**PASSAGE SHOWN:**
::::::

Good Sex Tips for Married Couples

By Redbook

Accessorize the action

To really blow his mind, break out the bling-bling and wear nothing but jewelry to bed: It’ll fulfill his Vegas-showgirl fantasy. Graze the nape of his neck with your chandelier earrings. Slip on a stack of bangles and create a clamor under the comforter. Or skim your superlong strand of faux pearls up and down his legs. (Earn bonus points if you tie him to the bedpost with them.)

Beer in bed

The secret to making midweek nooky more naughty: Pop a few exotic microbrews in the sack, and then drink to the rowdy fun to come.

Canoodle like the celebs

Who says you have to be a Hollywood “it” girl to get caught sneaking a sensuous snuggle with your man? The next time you’re dining à deux, squeeze in next to him on the same side of the booth or table — as if you’re at the most romantic cafe in Paris. Then let your tongue do the talking.

Don a dominatrix attitude

No, we’re not suggesting you wear leather; just take charge in the bedroom. Order him to strip, then to kiss your toes, then your calves, then your knees, then your….
Exercise, sexercise
Trust us: There’s a link between working up a sweat and having hot sex. When your blood is really pumping, your orgasms are more intense. For maximum mojo, hit the gym together late in the day, as close to your personal blastoff time as possible.

Free-ranging fingertips

Instead of parking your hands in his hair or on the small of his back, keep your fingertips — with their oh-so-sensitive nerve endings — roaming over his body. This extrasensory experience will supersize both your pleasure and his.

Garter belt

Haven’t worn one since your wedding? Then it’s time to give him a second viewing. (It’ll transform you into a sultry femme fatale from a forties movie; perhaps he’ll want to role-play the hard-boiled private eye.) On your next date night, slide his palm under your skirt just far enough so that he realizes you aren’t wearing your usual hose. A sexy mystery will begin!

Heighten the heat

Transform standard missionary-style sex into sizzling passion with one of these position-switching moves: 1. Stick a pillow under your butt — the lift will make sure you’re rubbed in the most intense way. 2. Once he’s inside you, squeeze your legs together for a more tantalizing fit. 3. Pull your legs up around the sides of his thighs; then gently push his tush with your soles.
Intensify ice cream eating
Remember in high school, when you got a rush from sharing the same cone with a guy? Next time you’re Ben & Jerry’s bound, split a scoop with your sweetie. Be sure to lick the drips off his fingers and chin.

::::::

**DATA SECTION:**

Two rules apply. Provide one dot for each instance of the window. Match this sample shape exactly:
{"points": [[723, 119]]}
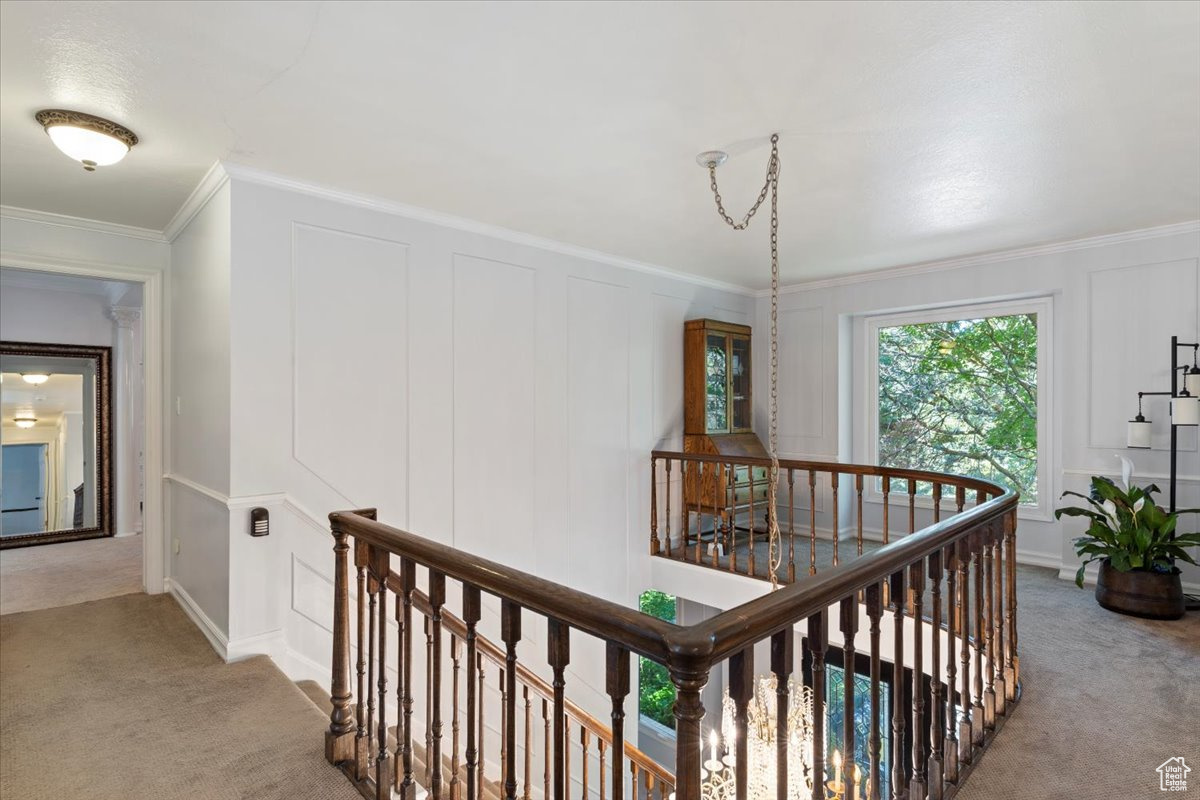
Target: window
{"points": [[964, 390], [655, 692]]}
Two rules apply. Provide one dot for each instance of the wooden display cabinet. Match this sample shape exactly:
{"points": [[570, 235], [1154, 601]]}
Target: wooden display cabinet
{"points": [[718, 420]]}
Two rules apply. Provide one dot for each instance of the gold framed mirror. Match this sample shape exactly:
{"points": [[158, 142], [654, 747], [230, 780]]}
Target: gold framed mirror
{"points": [[55, 443]]}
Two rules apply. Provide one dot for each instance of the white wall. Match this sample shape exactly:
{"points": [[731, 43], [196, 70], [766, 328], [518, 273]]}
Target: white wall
{"points": [[198, 410], [1116, 304], [485, 392], [55, 317]]}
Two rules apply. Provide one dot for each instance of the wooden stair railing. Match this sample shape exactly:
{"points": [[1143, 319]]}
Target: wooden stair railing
{"points": [[972, 552]]}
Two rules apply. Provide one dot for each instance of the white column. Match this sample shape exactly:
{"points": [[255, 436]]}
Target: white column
{"points": [[126, 489]]}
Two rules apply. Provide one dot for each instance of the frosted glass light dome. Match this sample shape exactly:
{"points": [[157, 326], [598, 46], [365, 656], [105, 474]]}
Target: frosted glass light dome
{"points": [[91, 140]]}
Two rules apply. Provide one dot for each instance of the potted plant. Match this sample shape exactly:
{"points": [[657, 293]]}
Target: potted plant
{"points": [[1135, 542]]}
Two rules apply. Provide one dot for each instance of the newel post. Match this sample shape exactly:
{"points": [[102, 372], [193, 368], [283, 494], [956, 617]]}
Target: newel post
{"points": [[689, 679], [340, 737]]}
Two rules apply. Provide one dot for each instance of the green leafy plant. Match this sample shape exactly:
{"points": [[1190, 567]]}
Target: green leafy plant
{"points": [[1128, 528]]}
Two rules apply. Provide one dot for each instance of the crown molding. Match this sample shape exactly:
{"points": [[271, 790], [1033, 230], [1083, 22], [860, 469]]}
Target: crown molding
{"points": [[209, 185], [252, 175], [82, 223], [995, 257]]}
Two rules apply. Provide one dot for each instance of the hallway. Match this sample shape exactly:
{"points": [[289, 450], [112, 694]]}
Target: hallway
{"points": [[125, 699], [48, 576]]}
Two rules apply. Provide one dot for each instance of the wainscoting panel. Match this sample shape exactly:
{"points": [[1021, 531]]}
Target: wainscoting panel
{"points": [[598, 440], [495, 378], [349, 360]]}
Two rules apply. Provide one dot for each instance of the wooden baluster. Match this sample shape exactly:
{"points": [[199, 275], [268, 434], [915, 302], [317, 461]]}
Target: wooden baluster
{"points": [[917, 595], [405, 727], [997, 621], [874, 597], [858, 492], [429, 702], [369, 743], [936, 717], [604, 763], [504, 727], [741, 691], [585, 745], [471, 614], [363, 735], [849, 629], [834, 481], [965, 734], [977, 717], [481, 739], [545, 756], [559, 655], [437, 599], [618, 687], [654, 505], [898, 705], [455, 764], [989, 643], [816, 644], [340, 737], [753, 563], [953, 623], [667, 513], [525, 692], [791, 524], [717, 527], [379, 569], [689, 679], [887, 507], [912, 505], [1012, 660], [510, 633], [813, 519], [697, 471], [783, 645]]}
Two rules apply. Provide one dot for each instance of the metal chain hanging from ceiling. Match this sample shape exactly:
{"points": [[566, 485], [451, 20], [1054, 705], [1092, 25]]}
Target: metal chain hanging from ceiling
{"points": [[774, 551]]}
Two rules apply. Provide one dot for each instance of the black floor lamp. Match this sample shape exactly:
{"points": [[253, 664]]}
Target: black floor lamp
{"points": [[1185, 409]]}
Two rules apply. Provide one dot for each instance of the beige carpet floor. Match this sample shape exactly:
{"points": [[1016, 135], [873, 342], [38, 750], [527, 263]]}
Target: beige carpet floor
{"points": [[1107, 698], [48, 576], [124, 699]]}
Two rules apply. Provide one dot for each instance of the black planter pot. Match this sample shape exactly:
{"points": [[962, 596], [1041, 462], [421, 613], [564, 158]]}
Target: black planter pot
{"points": [[1153, 595]]}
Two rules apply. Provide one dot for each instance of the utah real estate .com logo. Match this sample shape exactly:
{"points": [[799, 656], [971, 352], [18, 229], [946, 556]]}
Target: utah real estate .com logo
{"points": [[1173, 775]]}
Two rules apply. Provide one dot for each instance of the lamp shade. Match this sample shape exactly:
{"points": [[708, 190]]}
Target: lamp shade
{"points": [[1186, 410], [1138, 434]]}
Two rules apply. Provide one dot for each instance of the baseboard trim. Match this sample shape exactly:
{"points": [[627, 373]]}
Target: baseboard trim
{"points": [[202, 620]]}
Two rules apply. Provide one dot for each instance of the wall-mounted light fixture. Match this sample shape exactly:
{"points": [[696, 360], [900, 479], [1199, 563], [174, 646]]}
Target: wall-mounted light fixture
{"points": [[91, 140]]}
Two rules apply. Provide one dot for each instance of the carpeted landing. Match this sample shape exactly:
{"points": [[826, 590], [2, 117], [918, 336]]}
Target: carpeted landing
{"points": [[124, 699]]}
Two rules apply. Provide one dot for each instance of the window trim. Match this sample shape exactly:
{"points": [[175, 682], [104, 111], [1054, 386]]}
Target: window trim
{"points": [[1043, 306]]}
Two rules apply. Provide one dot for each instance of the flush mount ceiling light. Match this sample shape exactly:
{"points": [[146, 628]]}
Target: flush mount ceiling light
{"points": [[91, 140]]}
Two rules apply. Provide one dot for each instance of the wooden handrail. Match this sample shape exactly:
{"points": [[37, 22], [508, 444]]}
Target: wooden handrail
{"points": [[600, 618], [457, 627], [928, 476]]}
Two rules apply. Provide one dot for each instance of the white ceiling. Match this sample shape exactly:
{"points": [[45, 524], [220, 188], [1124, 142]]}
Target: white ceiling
{"points": [[910, 131]]}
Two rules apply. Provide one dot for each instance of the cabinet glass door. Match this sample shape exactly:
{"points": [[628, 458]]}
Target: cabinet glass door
{"points": [[739, 383], [717, 374]]}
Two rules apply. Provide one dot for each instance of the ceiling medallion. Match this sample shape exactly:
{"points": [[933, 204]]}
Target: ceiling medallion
{"points": [[91, 140]]}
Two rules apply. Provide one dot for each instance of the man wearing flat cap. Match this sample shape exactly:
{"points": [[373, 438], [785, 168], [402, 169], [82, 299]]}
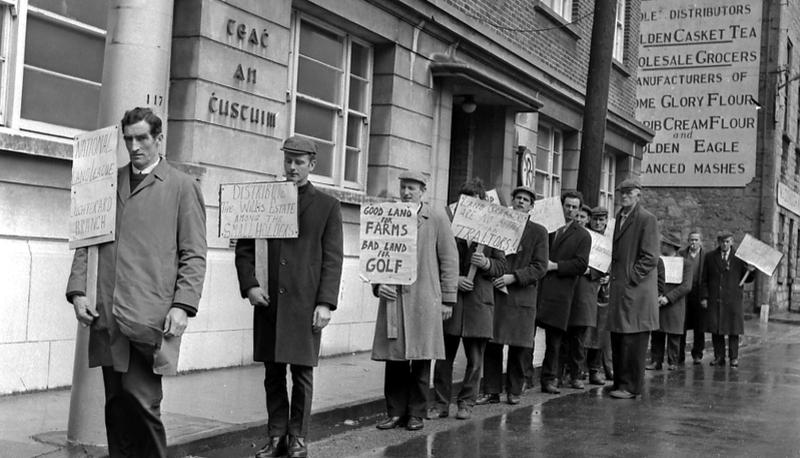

::::::

**TASK PROMPT:**
Can you reproduce the sex-tips text between "No, we’re not" and "knees, then your….", inclusive, switching "leather" to "latex"?

**RESPONSE TO THIS EXERCISE:**
No, we’re not suggesting you wear latex; just take charge in the bedroom. Order him to strip, then to kiss your toes, then your calves, then your knees, then your….